------ RECORDS TO USE ------
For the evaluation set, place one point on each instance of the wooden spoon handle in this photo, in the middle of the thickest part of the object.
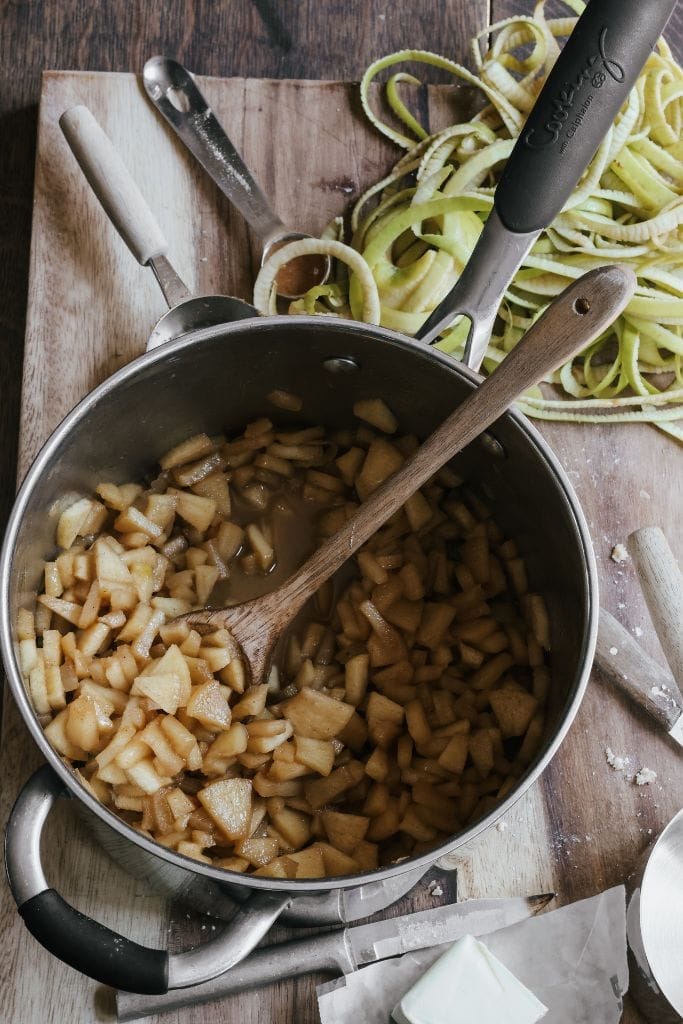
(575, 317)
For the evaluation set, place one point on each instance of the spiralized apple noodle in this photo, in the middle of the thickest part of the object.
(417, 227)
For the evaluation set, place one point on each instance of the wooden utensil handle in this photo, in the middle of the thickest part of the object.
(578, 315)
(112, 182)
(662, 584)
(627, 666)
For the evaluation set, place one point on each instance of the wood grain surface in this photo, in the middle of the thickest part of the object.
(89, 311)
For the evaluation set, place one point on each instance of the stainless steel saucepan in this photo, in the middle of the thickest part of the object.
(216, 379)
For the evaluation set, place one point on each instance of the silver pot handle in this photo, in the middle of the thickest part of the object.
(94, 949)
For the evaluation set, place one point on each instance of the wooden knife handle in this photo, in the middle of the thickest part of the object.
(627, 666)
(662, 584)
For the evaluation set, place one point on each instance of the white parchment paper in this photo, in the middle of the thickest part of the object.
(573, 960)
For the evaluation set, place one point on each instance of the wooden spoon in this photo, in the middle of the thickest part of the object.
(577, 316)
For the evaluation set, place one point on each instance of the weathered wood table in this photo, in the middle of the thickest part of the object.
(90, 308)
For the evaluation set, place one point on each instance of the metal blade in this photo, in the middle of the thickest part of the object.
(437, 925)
------
------ RECORDS TO USE ------
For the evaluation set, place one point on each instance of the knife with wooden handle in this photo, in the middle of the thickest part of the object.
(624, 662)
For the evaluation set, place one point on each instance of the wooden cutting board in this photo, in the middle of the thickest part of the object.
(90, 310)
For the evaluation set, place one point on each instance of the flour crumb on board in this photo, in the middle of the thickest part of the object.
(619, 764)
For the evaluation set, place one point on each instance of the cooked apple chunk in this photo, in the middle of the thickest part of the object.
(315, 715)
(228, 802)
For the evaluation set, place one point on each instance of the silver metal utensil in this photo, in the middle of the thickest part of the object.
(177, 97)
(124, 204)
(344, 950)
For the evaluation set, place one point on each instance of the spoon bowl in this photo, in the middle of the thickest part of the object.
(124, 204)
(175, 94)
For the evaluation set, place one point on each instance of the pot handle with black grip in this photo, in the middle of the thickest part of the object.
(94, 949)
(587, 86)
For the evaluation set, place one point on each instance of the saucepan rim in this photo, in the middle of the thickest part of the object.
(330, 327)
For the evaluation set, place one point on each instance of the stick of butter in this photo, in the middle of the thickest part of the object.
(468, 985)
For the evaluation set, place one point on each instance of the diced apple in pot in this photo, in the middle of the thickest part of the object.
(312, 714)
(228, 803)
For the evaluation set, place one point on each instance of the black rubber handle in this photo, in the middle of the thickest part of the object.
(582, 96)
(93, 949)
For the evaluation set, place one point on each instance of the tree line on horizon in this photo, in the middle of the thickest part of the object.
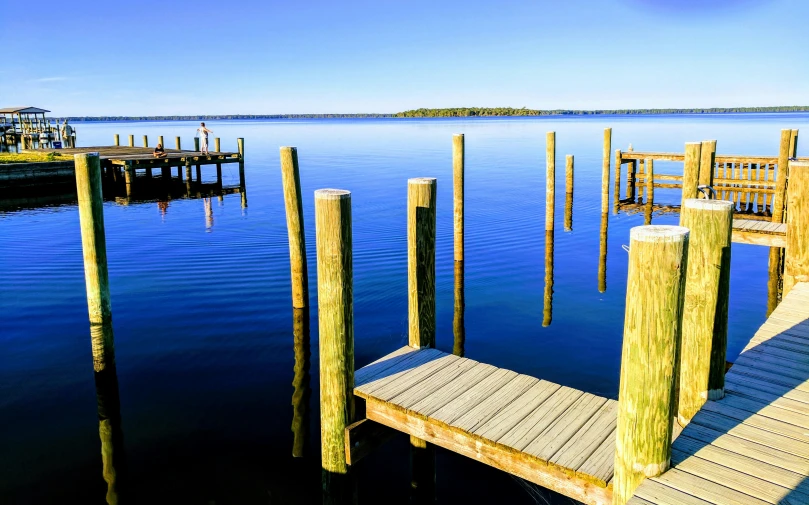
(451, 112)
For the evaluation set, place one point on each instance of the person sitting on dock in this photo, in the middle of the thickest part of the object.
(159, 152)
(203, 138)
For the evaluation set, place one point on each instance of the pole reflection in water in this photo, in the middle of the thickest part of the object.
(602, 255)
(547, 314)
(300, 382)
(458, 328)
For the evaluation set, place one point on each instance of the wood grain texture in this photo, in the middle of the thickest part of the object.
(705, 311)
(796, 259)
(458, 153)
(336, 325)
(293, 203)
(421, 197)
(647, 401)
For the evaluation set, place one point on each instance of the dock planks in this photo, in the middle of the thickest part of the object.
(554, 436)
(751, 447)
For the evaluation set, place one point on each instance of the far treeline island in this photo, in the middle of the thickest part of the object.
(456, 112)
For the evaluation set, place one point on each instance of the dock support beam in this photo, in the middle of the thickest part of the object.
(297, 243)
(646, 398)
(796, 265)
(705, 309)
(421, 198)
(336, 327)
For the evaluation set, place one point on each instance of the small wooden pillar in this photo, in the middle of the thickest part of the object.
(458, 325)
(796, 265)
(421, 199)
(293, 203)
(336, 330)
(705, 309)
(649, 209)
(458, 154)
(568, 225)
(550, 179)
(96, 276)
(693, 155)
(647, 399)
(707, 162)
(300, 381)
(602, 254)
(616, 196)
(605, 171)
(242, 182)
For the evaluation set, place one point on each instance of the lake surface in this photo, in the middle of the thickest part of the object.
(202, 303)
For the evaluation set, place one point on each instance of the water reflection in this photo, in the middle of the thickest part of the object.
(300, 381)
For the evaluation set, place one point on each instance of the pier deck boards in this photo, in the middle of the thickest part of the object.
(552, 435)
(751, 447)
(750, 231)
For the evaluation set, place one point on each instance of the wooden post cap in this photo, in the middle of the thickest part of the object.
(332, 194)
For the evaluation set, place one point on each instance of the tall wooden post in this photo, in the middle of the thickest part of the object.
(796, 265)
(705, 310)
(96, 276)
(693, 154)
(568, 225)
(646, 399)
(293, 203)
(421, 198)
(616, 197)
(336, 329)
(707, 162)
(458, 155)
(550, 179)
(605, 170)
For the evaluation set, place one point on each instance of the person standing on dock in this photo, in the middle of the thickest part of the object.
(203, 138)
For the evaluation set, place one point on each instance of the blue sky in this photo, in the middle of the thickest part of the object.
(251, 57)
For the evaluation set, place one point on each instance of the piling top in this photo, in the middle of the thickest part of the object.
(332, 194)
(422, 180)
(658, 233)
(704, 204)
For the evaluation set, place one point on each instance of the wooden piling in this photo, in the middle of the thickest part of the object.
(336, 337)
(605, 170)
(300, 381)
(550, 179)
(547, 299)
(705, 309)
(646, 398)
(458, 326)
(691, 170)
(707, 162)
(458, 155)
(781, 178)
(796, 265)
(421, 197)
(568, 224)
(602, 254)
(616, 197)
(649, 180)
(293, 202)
------
------ RECORDS TO USE ------
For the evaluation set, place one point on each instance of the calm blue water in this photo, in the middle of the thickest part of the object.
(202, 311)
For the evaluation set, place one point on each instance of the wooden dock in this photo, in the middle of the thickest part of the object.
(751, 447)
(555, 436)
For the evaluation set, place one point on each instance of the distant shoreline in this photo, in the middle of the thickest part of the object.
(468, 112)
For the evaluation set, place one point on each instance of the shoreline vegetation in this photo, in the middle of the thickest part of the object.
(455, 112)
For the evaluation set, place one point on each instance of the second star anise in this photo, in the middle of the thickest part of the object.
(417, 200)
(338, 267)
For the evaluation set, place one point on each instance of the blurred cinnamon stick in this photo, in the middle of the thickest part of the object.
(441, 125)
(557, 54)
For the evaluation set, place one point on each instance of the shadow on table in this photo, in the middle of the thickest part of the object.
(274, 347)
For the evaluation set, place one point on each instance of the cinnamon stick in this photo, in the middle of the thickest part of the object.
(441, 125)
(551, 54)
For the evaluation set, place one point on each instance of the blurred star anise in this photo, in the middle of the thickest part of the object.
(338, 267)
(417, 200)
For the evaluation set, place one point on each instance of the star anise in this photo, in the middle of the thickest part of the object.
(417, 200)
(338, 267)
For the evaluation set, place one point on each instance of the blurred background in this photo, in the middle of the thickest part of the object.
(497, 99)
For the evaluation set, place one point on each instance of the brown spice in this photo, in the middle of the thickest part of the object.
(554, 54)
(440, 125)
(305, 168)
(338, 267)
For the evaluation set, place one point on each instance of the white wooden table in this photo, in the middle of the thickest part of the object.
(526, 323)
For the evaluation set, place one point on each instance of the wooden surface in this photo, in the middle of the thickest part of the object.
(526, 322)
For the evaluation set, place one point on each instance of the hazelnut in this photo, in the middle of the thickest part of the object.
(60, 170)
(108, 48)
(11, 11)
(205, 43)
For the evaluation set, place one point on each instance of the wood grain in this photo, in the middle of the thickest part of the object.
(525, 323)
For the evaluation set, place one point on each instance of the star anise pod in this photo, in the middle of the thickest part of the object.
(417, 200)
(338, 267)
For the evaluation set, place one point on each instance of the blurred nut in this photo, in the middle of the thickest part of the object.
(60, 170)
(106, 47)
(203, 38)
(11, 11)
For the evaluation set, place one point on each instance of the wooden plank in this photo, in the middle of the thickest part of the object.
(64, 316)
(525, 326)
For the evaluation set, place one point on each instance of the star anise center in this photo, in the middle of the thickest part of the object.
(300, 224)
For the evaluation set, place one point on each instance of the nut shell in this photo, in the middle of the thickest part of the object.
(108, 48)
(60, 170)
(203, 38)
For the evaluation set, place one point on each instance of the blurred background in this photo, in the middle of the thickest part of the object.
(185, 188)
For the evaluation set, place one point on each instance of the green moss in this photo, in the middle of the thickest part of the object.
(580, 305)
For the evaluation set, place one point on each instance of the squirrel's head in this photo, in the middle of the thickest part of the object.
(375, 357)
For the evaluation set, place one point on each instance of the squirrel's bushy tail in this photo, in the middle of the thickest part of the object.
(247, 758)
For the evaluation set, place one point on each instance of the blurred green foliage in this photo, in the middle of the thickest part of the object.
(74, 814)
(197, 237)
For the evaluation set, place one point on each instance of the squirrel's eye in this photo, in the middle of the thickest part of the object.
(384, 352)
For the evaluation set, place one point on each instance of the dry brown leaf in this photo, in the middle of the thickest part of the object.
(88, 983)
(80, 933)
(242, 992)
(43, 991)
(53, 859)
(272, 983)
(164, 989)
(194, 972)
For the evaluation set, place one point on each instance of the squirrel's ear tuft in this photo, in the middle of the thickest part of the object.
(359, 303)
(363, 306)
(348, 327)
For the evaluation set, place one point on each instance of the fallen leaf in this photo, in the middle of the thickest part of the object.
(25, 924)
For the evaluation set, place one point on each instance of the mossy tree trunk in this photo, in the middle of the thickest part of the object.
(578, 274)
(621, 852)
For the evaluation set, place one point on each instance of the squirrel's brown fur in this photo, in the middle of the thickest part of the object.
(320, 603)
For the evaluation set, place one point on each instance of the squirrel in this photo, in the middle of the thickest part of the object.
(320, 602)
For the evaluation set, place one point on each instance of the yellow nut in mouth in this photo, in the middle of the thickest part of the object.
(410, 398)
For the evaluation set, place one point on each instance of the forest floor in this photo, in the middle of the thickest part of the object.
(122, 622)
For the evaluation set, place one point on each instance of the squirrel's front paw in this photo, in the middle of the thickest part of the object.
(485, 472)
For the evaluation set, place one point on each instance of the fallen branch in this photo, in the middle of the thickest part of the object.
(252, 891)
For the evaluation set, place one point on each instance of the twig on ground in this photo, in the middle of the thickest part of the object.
------
### REQUIREMENTS
Report each line in the records above that contains the word "table", and reproduce every such line in full.

### COMPLETE OUTPUT
For the evaluation set, place one point on each instance of the weathered wood table in this photo, in the middle of the thickest part of the object.
For the evaluation set, place one point on each instance of the shadow on table in this photo, in the middle of the thickest part of the object.
For the evaluation set, place one point on each instance of the white wooden table in this photo, in the middle of the thickest part of the object.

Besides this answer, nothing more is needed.